> [作業指示]:
1) KORIN展の記事のうち、「根津美術館で開催中の「KORIN展」のプレスプレビューに参加してきました。」で始まり「ポリタン美術館の「八橋図屏風」が同時に展示されています。」に至るまでの部分を、「プレスプレビュー」を「内覧会」に置き換えて書きなさい。
2) KORIN展の記事によると、この展覧会が一年延期されたのは何の影響によるか。
3) KORIN展の記事に照らして、次の各文が合っているかどうかを答えなさい。各判断の根拠となる記事の語句をそのまま引用すること。
(a) KORIN展は一年延期された。
(b) 「八橋図屏風」は根津美術館の所蔵品である。
(c) 二つの屏風は同じカキツバタのモチーフをとっている。

> [原文]:
+ + + + + + +

「KORIN展」 根津美術館

根津美術館
「特別展 KORIN展 国宝『燕子花図』とメトロポリタン美術館所蔵『八橋図』」
4/21-5/20



根津美術館で開催中の「KORIN展」のプレスプレビューに参加してきました。

震災の影響により一年延期された光琳ことKORIN展、ともかく今か今かと待っておられた方も多いかもしれません。

何と1世紀ぶりの邂逅です。根津美術館所蔵の光琳畢竟の大作「燕子花図屏風」と、同じカキツバタのモチーフ、つまり伊勢物語の主題をとるメトロポリタン美術館の「八橋図屏風」が同時に展示されています。

+ + + + + + +

(元データ一覧)
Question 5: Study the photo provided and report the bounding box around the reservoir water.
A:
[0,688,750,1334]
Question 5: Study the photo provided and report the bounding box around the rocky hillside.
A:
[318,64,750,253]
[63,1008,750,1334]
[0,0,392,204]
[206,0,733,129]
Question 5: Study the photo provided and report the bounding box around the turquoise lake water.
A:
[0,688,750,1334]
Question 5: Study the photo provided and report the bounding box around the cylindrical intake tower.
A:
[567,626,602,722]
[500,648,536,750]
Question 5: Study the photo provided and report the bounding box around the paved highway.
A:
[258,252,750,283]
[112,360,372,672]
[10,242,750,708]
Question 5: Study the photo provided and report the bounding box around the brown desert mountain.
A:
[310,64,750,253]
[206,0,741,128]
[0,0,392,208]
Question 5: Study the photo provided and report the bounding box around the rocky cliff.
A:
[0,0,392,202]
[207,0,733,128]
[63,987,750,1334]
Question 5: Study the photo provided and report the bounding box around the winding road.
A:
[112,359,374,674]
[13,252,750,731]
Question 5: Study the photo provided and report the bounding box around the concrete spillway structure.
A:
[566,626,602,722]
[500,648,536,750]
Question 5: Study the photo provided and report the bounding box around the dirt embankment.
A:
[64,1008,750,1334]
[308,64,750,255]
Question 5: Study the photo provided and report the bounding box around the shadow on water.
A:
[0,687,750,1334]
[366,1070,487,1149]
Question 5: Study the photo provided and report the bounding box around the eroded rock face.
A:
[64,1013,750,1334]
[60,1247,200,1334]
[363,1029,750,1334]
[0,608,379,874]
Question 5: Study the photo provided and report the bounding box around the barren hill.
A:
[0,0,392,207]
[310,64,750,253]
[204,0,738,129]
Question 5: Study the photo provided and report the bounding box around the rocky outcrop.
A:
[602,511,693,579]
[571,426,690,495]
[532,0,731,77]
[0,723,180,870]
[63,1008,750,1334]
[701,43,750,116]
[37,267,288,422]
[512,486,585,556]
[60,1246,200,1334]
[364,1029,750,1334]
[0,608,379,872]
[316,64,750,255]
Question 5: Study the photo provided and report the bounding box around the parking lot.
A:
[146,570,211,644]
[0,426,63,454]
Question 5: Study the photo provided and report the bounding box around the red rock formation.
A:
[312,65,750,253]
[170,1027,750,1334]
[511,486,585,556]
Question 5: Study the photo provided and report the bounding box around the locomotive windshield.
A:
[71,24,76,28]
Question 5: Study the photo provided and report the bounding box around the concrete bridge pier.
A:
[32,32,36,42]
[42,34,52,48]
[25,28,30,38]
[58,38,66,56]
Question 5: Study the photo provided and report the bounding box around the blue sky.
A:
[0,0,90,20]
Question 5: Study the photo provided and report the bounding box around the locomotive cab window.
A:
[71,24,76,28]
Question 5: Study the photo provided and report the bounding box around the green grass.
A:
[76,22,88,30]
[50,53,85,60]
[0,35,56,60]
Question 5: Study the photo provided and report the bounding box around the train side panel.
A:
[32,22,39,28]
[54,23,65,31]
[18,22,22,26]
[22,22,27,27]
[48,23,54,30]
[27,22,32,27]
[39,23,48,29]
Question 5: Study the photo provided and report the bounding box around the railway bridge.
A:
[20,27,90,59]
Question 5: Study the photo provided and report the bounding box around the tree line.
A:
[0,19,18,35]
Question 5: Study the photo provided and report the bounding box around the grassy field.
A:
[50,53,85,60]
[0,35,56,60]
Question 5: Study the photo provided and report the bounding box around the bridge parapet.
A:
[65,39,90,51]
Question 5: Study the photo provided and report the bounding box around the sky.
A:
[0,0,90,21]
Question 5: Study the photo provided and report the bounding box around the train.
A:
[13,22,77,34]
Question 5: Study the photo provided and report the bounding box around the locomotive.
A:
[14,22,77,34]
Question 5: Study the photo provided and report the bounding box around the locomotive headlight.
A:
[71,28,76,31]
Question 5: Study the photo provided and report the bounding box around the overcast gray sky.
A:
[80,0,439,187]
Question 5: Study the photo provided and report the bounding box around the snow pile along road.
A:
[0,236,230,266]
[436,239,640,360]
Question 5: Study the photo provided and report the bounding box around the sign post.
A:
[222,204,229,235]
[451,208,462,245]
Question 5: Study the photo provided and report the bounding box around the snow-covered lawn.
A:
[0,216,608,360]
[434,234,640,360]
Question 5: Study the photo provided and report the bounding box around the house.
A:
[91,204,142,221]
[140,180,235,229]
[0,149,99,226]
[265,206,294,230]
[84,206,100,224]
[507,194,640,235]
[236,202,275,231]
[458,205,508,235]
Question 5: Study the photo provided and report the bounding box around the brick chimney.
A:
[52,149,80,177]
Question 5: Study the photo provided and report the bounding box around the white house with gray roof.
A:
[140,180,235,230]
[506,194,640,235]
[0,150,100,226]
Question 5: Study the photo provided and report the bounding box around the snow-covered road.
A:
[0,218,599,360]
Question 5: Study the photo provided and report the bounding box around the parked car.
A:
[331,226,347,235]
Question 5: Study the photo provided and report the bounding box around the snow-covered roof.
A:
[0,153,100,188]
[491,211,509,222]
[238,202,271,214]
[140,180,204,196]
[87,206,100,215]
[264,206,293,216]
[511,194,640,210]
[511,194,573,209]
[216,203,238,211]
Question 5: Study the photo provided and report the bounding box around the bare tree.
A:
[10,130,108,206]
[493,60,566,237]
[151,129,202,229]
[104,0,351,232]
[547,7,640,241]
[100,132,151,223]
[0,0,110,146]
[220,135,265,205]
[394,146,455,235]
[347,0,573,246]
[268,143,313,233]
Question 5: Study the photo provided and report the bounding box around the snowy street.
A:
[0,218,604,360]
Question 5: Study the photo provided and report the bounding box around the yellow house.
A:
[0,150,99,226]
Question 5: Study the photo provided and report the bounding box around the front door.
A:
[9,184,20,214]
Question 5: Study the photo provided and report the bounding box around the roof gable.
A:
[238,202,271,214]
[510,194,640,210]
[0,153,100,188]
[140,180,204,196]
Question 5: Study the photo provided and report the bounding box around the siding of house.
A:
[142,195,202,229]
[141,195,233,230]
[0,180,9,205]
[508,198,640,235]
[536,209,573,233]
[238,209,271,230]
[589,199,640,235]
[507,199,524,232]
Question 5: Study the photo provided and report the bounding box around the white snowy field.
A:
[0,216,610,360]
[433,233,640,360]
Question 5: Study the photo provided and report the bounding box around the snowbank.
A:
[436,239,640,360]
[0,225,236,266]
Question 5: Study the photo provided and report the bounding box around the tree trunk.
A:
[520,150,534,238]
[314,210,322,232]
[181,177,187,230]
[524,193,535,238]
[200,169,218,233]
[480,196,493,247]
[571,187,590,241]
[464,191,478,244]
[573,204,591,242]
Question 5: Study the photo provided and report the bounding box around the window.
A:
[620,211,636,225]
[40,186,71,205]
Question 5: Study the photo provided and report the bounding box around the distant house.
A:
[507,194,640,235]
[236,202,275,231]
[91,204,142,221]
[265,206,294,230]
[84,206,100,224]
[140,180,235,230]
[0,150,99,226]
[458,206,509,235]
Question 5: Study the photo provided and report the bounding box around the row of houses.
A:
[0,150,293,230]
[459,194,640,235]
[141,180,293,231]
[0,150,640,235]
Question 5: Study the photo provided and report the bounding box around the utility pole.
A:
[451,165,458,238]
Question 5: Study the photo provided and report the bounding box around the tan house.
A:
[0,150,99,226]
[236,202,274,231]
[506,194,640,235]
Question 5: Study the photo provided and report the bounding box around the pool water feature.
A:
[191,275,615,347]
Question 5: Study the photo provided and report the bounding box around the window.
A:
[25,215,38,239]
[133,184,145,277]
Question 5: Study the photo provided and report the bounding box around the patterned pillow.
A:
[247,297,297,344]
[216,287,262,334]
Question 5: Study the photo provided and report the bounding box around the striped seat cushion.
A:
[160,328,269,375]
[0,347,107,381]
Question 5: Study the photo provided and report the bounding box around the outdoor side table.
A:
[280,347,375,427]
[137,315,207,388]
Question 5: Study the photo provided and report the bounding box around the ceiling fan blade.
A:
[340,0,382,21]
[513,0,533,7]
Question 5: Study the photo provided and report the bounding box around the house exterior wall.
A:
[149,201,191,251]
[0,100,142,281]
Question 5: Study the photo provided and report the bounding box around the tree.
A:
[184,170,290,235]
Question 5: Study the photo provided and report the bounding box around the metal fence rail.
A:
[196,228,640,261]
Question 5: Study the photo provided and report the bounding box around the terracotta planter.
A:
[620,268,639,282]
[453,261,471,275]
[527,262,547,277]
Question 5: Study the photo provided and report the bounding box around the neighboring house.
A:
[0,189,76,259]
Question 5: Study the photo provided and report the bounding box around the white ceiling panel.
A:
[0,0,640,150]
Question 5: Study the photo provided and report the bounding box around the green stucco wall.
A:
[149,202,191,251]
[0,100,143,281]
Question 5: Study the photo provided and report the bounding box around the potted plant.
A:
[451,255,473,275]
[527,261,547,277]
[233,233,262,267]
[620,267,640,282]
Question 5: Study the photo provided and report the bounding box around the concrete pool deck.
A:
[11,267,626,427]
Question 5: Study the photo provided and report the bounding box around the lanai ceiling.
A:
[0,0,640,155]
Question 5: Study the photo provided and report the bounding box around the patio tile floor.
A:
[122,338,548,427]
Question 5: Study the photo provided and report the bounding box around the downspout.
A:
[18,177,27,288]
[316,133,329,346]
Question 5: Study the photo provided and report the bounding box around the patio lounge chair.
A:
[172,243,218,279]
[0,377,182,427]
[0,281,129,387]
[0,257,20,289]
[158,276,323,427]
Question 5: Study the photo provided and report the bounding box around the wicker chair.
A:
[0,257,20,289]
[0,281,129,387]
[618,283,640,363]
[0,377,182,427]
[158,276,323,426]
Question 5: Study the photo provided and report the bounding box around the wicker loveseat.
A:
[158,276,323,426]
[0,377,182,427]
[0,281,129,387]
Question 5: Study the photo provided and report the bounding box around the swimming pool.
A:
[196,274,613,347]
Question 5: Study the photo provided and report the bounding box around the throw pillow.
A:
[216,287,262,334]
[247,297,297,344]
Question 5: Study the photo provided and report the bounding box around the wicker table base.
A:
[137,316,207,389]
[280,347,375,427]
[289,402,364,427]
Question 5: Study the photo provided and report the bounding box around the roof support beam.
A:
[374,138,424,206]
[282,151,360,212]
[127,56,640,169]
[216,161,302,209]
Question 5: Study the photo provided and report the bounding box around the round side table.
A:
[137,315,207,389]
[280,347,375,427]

+ + + + + + +

> [解答]:
1)
根津美術館で開催中の「KORIN展」の内覧会に参加してきました。

震災の影響により一年延期された光琳ことKORIN展、ともかく今か今かと待っておられた方も多いかもしれません。

何と1世紀ぶりの邂逅です。根津美術館所蔵の光琳畢竟の大作「燕子花図屏風」と、同じカキツバタのモチーフ、つまり伊勢物語の主題をとるメトロポリタン美術館の「八橋図屏風」が同時に展示されています。

2) 震災の影響

3)
(a) はい。「震災の影響により一年延期された」
(b) いいえ。「メトロポリタン美術館の「八橋図屏風」」
(c) はい。「同じカキツバタのモチーフ」